To do:
• a. Write out the part of the passage about the talk with Jesus by the ocean that opens with the words containing "He sorta laughs" and closes with "doesn’t answer me.".
• b. Extend the passage about the talk with Jesus by the ocean, picking up after its final sentence.

Passage to read:
○ ○ ○ ○

And it looks like Jesus hasn’t either. He takes off his sun glasses, wipes his eyes, and tells me he has two mujeres, a wife and a girl friend.  Actually he is talking so fast now, he could have more than 2.

He sorta laughs when he says ‘novia’, which could be equivalent to girl friend or betrothed, as if he is saying it out loud for the first time.

He has already told me he has two children, one 5 years old, a boy, and a girl who is one year and 8 months.

Now I think he is telling me one of his women – I can’t figure out which one, but I think it is not the wife – is pregnant, 6 months, and his wife doesn’t know, about the gf or the preggers. Hmmmm.

I tell him my daughter is a single mom, as I was. I try to ask if his mom was single or if his dad was around when he was little. He doesn’t answer me.

I tell him my daughter is 40 years old and competent and capable, and a wonderful mom. He appears shocked. He looks at her picture and says she looks 20 – and I look 40! We keep getting younger and younger, these guys in Mexico!

His eyes fill again when I ask him what is he going to do. He might be in his mid 20s. He tells me he doesn’t know.

I try to find ‘birth control’ in my old dictionary but it is not there – along with curse words, it probably wouldn’t be in a new dictionary either. Then I think it is just the latter part he needs, the “control” part.  Geez – all these Jesuses making up for the supposed life of celibacy that first jesus had!

I tell him at this point, he needs to be a good father. I don’t know how to say of course if he was a good father he would respect and cherish his children’s mother – at the very least. And if he is a good father he would not have more children than he is able to care for let alone afford.

I can’t believe I’m sitting at the Pacific Ocean having this conversation with this young man.

○ ○ ○ ○

(Recorded data)

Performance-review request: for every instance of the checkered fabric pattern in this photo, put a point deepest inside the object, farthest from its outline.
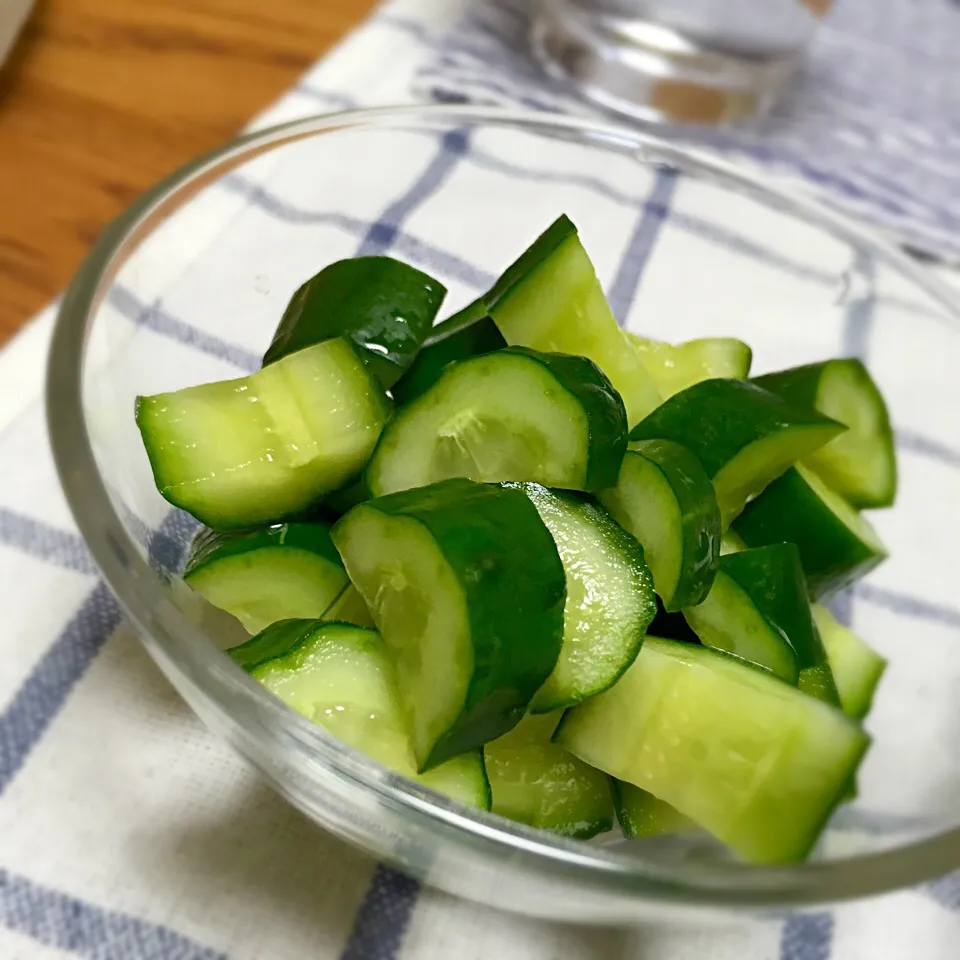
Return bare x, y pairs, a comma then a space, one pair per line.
869, 124
127, 832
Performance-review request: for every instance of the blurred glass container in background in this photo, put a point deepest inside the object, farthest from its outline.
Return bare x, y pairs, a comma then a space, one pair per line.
681, 61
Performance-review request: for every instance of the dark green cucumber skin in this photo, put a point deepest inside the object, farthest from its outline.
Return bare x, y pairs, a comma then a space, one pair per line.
773, 579
800, 385
514, 584
606, 414
455, 339
790, 510
718, 418
554, 237
276, 641
700, 517
797, 385
671, 626
384, 306
211, 545
818, 682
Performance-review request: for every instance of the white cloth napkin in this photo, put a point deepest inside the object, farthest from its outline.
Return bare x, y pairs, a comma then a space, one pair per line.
127, 832
868, 125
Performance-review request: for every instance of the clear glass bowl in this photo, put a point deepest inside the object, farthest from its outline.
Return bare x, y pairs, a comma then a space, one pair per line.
188, 284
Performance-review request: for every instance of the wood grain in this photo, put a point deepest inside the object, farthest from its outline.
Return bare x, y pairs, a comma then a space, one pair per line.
103, 97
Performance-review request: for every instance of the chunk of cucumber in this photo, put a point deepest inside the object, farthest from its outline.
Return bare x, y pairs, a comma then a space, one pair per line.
384, 306
641, 814
510, 415
610, 599
856, 667
751, 759
758, 611
341, 677
264, 448
743, 435
674, 367
860, 464
466, 586
261, 576
550, 300
471, 333
837, 545
666, 500
536, 782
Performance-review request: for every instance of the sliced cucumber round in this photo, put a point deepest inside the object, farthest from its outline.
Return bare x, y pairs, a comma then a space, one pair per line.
860, 464
384, 306
278, 573
674, 367
510, 415
264, 448
743, 436
536, 782
610, 599
837, 545
342, 678
751, 759
856, 667
641, 814
666, 500
471, 333
465, 584
758, 611
550, 300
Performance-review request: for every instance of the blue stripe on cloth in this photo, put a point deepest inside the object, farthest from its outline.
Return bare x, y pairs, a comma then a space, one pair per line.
807, 936
907, 606
946, 891
155, 318
43, 542
419, 251
861, 304
381, 235
39, 699
654, 212
927, 447
383, 917
66, 923
841, 606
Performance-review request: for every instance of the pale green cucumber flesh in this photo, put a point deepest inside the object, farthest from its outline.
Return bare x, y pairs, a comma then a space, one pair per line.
285, 435
860, 464
674, 367
342, 678
537, 782
551, 300
751, 759
494, 418
857, 668
641, 814
610, 600
744, 436
415, 599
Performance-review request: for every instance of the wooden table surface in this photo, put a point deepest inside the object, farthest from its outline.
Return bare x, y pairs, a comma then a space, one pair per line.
103, 97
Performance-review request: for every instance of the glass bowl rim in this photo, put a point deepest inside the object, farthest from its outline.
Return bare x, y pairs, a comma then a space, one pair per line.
140, 594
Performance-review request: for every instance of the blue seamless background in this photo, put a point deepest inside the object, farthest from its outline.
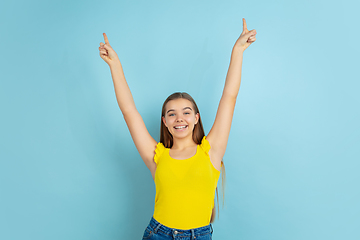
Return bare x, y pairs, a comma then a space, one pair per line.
69, 168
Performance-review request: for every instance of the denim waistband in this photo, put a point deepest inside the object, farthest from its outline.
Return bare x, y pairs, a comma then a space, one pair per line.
180, 232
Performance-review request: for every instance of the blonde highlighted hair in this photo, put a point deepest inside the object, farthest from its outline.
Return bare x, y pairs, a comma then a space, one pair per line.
198, 134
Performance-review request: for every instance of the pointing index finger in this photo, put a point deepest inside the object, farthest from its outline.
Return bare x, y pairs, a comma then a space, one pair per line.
244, 25
106, 39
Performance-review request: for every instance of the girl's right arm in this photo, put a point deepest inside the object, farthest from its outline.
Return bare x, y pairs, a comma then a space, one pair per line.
144, 143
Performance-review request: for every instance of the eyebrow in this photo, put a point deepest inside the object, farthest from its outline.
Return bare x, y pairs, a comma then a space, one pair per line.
183, 109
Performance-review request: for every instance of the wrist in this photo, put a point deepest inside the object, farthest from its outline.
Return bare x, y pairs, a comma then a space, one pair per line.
114, 63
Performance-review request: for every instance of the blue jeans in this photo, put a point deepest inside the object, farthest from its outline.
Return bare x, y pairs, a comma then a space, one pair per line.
157, 231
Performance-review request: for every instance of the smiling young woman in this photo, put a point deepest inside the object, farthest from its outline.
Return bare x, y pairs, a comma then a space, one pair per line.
185, 164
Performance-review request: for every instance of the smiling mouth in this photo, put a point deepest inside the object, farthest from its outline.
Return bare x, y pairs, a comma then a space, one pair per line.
181, 128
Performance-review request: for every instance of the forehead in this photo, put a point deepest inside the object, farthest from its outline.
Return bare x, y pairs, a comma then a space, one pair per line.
177, 104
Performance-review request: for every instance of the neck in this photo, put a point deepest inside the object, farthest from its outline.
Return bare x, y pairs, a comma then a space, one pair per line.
183, 143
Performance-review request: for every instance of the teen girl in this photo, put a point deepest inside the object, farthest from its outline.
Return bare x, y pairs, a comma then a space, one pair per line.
185, 164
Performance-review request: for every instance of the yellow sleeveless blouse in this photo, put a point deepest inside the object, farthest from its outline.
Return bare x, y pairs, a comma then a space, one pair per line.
185, 189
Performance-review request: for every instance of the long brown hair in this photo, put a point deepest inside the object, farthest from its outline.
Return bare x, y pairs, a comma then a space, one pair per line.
198, 134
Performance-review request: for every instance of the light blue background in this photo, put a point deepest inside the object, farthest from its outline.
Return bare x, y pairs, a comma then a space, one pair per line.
69, 169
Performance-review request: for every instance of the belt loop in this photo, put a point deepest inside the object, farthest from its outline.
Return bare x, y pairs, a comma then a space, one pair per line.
158, 226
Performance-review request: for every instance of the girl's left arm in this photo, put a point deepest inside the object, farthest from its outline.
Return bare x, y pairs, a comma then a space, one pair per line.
219, 133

○ ○ ○ ○

Set of answers:
• a.
He sorta laughs when he says ‘novia’, which could be equivalent to girl friend or betrothed, as if he is saying it out loud for the first time.

He has already told me he has two children, one 5 years old, a boy, and a girl who is one year and 8 months.

Now I think he is telling me one of his women – I can’t figure out which one, but I think it is not the wife – is pregnant, 6 months, and his wife doesn’t know, about the gf or the preggers. Hmmmm.

I tell him my daughter is a single mom, as I was. I try to ask if his mom was single or if his dad was around when he was little. He doesn’t answer me.

• b.
Time for him to get back to work and me to head out on my bicicleta to La Cruz!


Early morning visitors


This morning, as I jog into the rising sun, I notice a man out in front of the now unlocked bathroom, stamping on tin cans. I come up behind him, calling out ‘hola’ so as to not startle him. He smiles and waves ‘hola’ as if he knew I was there all along.

I jog down the dirt road behind the restaurants to extend my run to 30 minutes, and another man, his back turned to me, is working on his nets. He nods and greets me without startling.

On my way back, I large heavy man dressed in office finery has opened the fence into a yard and is peering inside, hands on hips, back to me. I think, okay a city folk, and greet him. He smiles and waves again as if he knew I was coming.

I get back to my truck, make coffee, and take out my bike from the way back without too much difficulty. One of the men I’ve greeted, has walked down to my end of the beach and is kind of making a circle from one side of the road to the other. He is singing a tune. He must know I’m one of those estadounidense who might startle.

He invite him over & he tells me he’s the one crushing cans at the other end of the beach, in case I forgot him. He tells me he gets 20 pesos a kilometer for cans, which doesn't seem like much to me but I don't say so. We talk about how there's no deposit or refund for glass bottles and how bad that is for the beach, the animals, and the children.

We talk the usual that I think/hope I’m getting better at, how beautiful, how peaceful, no violence, traveling sola, no esposo, don’t want one, San Francisco, Venezuela, Jesus, Xan.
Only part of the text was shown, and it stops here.